What the task requires: Report every line of the data below that contains the word "branch", copying each such line in full. Case counts, so only lines with the word in exactly that capitalization qualify.

━━━ Records provided

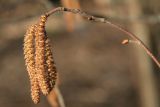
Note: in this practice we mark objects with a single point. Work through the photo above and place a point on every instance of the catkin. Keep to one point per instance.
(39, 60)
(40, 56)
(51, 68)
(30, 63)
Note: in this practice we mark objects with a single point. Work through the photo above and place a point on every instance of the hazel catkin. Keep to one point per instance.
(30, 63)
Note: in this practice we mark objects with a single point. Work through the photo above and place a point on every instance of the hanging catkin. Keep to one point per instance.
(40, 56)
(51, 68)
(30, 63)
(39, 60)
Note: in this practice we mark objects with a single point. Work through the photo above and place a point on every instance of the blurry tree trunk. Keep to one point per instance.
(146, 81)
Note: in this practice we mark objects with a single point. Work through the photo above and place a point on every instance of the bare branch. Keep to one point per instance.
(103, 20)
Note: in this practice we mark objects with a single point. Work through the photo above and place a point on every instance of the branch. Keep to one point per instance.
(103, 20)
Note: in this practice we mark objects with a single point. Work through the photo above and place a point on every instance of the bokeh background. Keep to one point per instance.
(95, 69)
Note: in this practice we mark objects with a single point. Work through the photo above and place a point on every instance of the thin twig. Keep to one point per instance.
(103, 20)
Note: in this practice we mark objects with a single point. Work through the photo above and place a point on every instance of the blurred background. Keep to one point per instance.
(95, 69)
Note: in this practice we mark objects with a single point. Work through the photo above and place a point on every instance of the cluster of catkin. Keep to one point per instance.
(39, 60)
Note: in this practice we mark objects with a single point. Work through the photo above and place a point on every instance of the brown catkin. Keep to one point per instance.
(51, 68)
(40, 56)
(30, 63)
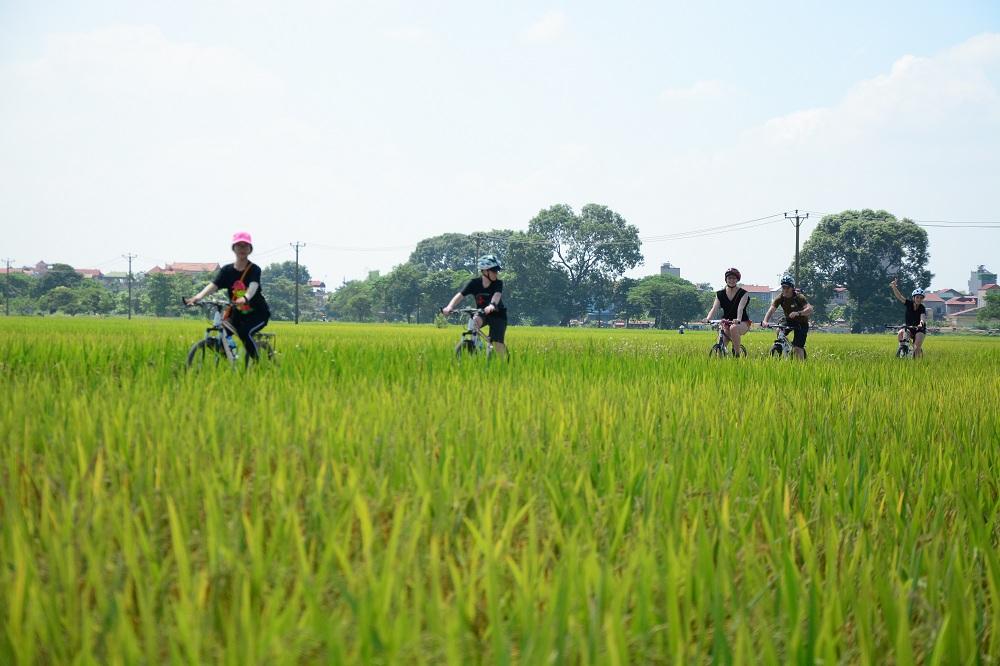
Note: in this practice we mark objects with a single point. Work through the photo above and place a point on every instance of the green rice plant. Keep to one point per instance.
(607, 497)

━━━━━━
━━━ Records provided

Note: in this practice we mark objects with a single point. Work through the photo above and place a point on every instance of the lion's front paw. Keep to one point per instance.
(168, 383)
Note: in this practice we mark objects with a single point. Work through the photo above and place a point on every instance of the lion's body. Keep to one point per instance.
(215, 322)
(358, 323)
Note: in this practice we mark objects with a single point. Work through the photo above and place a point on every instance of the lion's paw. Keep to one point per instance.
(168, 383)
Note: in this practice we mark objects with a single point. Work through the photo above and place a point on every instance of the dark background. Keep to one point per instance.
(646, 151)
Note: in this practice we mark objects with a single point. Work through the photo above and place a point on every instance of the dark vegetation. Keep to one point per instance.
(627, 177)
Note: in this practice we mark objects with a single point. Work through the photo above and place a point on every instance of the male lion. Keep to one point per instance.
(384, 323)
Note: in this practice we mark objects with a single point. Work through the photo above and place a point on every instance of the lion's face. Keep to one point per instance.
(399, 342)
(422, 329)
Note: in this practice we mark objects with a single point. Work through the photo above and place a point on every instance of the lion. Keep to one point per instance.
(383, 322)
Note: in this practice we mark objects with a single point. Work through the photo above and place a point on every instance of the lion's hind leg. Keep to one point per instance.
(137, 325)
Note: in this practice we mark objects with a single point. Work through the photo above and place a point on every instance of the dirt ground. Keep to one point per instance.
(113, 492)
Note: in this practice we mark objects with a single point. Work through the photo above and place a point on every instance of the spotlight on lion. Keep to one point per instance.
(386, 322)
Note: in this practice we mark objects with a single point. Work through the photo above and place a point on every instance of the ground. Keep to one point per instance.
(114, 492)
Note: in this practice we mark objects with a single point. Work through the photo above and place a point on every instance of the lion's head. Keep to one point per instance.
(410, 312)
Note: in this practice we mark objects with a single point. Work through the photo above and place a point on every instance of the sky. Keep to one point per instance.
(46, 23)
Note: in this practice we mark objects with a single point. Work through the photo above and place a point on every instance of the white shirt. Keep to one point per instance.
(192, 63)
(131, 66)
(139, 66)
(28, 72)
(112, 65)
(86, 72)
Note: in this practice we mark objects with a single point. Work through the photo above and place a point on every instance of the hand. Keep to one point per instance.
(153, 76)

━━━━━━

Right answer:
Note: in this practice we mark objects with a single point. Work through the photo above and place a point on every instance of the bare branch. Keep to one point per instance.
Note: in this practice we mark objects with a single point. Work through the photo above and place a point on every instance of the branch. Keep to one point per instance.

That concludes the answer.